[Requirements] Copy the records verbatim from the line with "TARGET = grass" to the last line of the records, including both of those lines.
──────── Task inputs ────────
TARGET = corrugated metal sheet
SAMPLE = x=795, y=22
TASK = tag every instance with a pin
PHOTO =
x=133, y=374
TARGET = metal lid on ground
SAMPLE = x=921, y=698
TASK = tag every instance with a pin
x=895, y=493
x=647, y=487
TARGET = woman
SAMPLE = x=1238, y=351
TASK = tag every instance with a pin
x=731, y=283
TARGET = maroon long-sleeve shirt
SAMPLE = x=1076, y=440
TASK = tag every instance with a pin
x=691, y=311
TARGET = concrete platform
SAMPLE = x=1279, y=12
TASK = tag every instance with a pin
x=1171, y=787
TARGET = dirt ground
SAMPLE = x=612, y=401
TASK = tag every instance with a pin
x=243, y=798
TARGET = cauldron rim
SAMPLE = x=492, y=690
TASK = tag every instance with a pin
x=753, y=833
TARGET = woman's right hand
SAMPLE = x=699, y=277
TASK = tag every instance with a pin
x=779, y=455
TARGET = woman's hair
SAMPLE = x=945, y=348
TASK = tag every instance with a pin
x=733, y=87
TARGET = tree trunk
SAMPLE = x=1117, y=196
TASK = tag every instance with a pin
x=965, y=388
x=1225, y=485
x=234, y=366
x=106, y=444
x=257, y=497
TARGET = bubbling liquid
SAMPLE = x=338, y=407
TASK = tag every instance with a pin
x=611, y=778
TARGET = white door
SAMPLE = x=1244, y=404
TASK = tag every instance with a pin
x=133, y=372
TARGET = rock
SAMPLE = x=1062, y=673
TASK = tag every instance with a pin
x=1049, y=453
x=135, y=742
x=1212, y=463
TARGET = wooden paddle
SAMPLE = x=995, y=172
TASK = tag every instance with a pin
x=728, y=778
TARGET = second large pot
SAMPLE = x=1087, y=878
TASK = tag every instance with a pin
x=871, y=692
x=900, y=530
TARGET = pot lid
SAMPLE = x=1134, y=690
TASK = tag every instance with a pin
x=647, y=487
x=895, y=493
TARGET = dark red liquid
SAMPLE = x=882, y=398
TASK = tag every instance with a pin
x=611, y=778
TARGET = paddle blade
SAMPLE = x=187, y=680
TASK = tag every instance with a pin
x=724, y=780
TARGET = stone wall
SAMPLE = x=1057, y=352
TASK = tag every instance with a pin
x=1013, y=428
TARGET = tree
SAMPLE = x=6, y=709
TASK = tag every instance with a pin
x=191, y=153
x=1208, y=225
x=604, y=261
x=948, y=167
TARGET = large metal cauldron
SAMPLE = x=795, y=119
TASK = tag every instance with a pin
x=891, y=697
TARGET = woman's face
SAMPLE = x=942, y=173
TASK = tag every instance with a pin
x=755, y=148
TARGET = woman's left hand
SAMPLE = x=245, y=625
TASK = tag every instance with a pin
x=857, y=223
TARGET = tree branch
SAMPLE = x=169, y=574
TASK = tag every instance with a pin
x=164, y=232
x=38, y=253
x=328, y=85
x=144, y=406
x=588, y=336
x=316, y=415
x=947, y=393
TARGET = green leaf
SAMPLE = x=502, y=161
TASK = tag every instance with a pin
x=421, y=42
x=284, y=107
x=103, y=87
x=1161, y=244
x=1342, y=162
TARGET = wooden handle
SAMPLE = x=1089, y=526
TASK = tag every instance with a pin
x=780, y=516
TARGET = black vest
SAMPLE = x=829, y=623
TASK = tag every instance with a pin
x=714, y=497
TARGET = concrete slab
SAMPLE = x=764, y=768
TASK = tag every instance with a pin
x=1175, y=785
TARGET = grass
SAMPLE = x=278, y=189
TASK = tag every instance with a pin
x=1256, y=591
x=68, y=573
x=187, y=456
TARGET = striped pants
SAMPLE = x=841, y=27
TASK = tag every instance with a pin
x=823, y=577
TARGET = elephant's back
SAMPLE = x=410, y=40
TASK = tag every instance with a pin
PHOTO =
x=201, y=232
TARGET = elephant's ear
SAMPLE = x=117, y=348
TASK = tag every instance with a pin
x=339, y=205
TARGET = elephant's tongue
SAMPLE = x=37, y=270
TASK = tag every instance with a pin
────────
[Solution below]
TARGET = grass
SAMPLE = x=278, y=189
TASK = tag every instance with a pin
x=1256, y=591
x=68, y=573
x=187, y=456
TARGET = striped pants
SAMPLE = x=841, y=27
TASK = tag every instance with a pin
x=823, y=577
TARGET = elephant's back
SAMPLE = x=410, y=40
TASK = tag every instance with a pin
PHOTO =
x=201, y=232
TARGET = elephant's ear
SAMPLE = x=117, y=348
TASK = tag every instance with a pin
x=339, y=205
TARGET = elephant's tongue
SAMPLE = x=37, y=270
TASK = tag every instance with a pin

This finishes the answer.